| ФОРМУЛИРОВКА ЗАДАНИЯ |
Можете ли вы представить в виде JSON-списка строк строки материала от строки с «Would you mind pointing at the guardrail» до строки с «column 242, row 184» включительно, по одной на каждую строку и без пустых строк?

___ ВЫДЕРЖКИ ИЗ МАТЕРИАЛА

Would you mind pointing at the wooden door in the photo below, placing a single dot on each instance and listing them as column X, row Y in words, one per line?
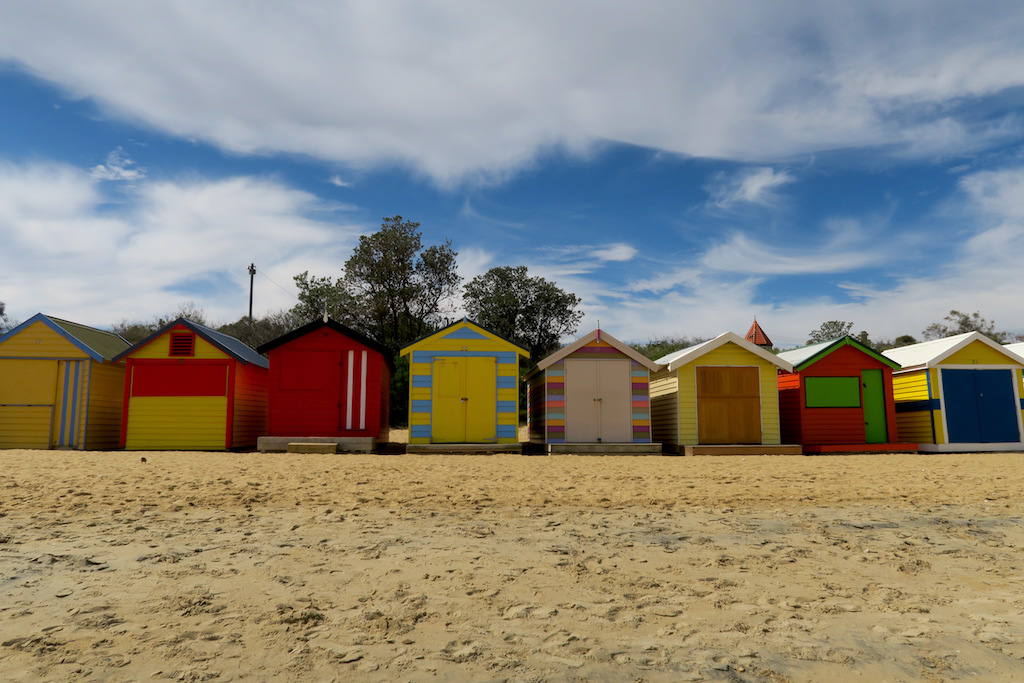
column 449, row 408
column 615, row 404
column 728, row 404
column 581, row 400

______
___ ВЫДЕРЖКИ ИЗ МАТЕРИАЛА

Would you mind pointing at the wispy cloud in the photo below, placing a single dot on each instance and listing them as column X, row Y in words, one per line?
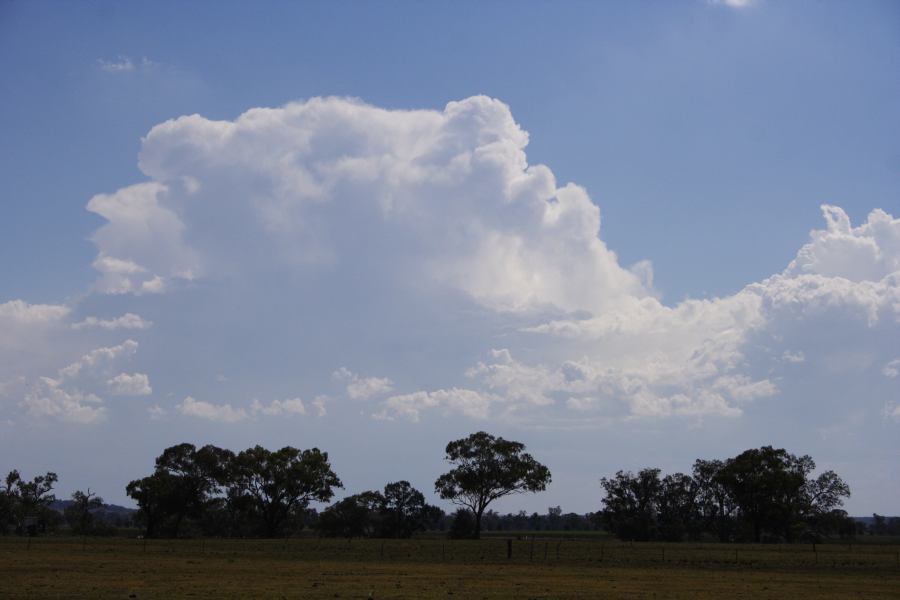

______
___ ВЫДЕРЖКИ ИЗ МАТЕРИАЛА

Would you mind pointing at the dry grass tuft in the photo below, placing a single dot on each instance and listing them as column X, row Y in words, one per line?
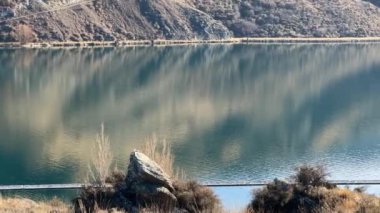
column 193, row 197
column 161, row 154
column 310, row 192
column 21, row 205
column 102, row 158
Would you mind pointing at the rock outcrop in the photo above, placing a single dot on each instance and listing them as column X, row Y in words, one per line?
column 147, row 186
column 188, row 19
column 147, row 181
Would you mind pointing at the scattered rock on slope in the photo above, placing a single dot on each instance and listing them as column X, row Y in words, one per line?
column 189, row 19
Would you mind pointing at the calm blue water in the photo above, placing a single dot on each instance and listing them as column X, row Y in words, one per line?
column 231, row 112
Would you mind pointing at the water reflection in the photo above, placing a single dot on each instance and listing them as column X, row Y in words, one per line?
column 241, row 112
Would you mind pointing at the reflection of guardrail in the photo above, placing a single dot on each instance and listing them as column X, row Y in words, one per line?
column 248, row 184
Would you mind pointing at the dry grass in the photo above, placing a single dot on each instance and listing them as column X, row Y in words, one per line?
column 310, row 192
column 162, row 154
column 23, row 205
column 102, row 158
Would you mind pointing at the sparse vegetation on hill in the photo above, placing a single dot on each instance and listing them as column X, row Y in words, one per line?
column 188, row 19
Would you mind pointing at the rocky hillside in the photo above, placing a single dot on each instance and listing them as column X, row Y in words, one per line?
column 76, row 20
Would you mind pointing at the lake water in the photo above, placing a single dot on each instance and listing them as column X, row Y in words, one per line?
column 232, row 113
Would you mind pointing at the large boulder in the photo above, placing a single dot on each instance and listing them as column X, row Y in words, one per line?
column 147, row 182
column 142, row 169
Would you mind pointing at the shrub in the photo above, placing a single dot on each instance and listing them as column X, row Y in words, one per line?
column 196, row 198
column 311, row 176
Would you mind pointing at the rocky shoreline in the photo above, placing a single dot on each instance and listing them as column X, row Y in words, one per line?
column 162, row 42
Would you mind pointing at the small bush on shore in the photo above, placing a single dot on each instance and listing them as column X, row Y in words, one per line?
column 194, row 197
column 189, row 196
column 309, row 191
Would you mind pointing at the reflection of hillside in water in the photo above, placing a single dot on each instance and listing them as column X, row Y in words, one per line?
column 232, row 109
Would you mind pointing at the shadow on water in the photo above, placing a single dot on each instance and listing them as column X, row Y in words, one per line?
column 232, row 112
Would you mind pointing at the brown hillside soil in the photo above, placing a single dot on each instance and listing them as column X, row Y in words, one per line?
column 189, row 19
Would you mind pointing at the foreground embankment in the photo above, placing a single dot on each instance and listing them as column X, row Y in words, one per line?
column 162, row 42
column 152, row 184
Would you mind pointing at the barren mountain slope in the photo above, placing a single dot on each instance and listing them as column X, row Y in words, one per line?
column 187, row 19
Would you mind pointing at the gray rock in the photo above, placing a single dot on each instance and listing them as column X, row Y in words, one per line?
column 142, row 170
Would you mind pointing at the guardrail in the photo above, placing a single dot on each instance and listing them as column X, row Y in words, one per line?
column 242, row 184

______

| ОТВЕТ |
[
  "Would you mind pointing at the guardrail in the photo above, placing a single dot on each instance and listing them as column X, row Y in words, one per line?",
  "column 242, row 184"
]